[Work instructions]
Format the following items as a numbered list, leaving out any blank lines.

[Raw data]
+-------+
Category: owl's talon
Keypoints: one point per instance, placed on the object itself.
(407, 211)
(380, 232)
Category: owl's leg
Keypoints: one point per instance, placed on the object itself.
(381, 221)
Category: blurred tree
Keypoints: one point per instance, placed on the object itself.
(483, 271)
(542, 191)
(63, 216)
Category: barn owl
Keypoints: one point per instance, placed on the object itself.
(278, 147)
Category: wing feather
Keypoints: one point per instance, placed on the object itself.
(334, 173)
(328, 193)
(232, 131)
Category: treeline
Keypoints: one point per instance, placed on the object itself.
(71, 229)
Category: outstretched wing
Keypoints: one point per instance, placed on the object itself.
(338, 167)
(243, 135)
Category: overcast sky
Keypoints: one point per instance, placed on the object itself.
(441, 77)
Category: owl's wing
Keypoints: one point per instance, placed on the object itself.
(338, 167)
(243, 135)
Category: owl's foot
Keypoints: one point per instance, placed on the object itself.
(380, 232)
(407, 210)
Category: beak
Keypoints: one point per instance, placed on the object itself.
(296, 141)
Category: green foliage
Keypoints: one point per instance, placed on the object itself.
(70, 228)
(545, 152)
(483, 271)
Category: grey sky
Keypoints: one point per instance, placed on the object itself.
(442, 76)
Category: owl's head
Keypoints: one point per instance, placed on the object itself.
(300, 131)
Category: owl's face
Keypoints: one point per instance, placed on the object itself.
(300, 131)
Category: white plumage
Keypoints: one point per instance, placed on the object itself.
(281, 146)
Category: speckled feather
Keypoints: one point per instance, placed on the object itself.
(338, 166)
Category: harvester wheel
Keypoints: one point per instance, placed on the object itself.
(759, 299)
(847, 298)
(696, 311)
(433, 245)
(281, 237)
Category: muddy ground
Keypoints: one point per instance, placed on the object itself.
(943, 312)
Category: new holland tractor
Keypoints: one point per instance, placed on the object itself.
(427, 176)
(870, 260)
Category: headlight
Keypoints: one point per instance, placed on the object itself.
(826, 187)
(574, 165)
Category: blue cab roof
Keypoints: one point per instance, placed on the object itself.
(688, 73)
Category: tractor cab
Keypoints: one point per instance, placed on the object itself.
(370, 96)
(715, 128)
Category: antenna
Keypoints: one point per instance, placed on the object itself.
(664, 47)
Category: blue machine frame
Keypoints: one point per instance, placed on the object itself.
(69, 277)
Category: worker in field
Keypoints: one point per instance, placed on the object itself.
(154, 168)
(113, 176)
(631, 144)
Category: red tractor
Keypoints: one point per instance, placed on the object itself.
+-------+
[Response below]
1. Category: owl's talon
2. Keypoints: one point per instance, placed on the object itself.
3. (407, 211)
4. (380, 232)
5. Category: owl's leg
6. Keypoints: one point per instance, placed on the object itself.
7. (381, 221)
8. Category: blurred tree
9. Keypoints: one point per instance, placed on the object itself.
10. (483, 271)
11. (542, 191)
12. (63, 216)
13. Category: barn owl
14. Keypoints: one point per instance, placed on the object itself.
15. (278, 147)
16. Category: wing feather
17. Keypoints: one point per instance, placed on the object itself.
18. (334, 173)
19. (328, 193)
20. (232, 131)
21. Category: treeline
22. Keypoints: one point per instance, placed on the object itself.
23. (71, 229)
24. Category: outstretched wing
25. Keypoints: one point per instance, placed on the object itself.
26. (338, 167)
27. (243, 135)
28. Category: overcast sky
29. Keypoints: one point per instance, placed on the object itself.
30. (441, 77)
31. Category: owl's wing
32. Keypoints: one point per instance, placed on the object itself.
33. (338, 167)
34. (243, 135)
35. Category: owl's foot
36. Keypoints: one point per instance, placed on the object itself.
37. (380, 232)
38. (407, 210)
39. Category: beak
40. Keypoints: one point per instance, placed on the object itself.
41. (296, 141)
42. Category: green foliage
43. Keypoints: one point per instance, placed on the object itself.
44. (70, 228)
45. (545, 152)
46. (483, 271)
47. Category: grey sky
48. Keypoints: one point per instance, placed on the object itself.
49. (442, 76)
50. Category: owl's head
51. Keypoints: one point per instance, placed on the object itself.
52. (300, 131)
53. Category: owl's face
54. Keypoints: one point per instance, placed on the object itself.
55. (300, 131)
56. Category: white plumage
57. Keypoints: one point per instance, placed on the object itself.
58. (281, 146)
59. Category: speckled feather
60. Keypoints: one point per instance, placed on the object itself.
61. (338, 166)
62. Category: harvester wheel
63. Keypoints: one point per instance, placed on the object itself.
64. (759, 299)
65. (847, 298)
66. (696, 311)
67. (433, 245)
68. (281, 237)
69. Category: muddy ground
70. Keypoints: one point per instance, placed on the object itself.
71. (943, 312)
72. Category: new holland tractor
73. Keypoints: one point per instance, placed on the object itself.
74. (427, 176)
75. (870, 260)
76. Category: headlight
77. Keypoints: one point per instance, placed on the object itself.
78. (826, 187)
79. (574, 165)
80. Category: blue cab roof
81. Keypoints: one point per instance, placed on the object itself.
82. (688, 73)
83. Category: tractor cab
84. Keypoints: one point per instance, placed on the object itself.
85. (370, 96)
86. (715, 128)
87. Category: antenna
88. Keypoints: one point per instance, placed on the object itself.
89. (664, 47)
90. Category: blue machine frame
91. Keypoints: one point per instance, placed on the object itself.
92. (69, 277)
93. Category: worker in field
94. Keypoints: one point per instance, placed on the object itself.
95. (154, 168)
96. (113, 176)
97. (631, 144)
98. Category: red tractor
99. Keypoints: one point per instance, placed on the object itself.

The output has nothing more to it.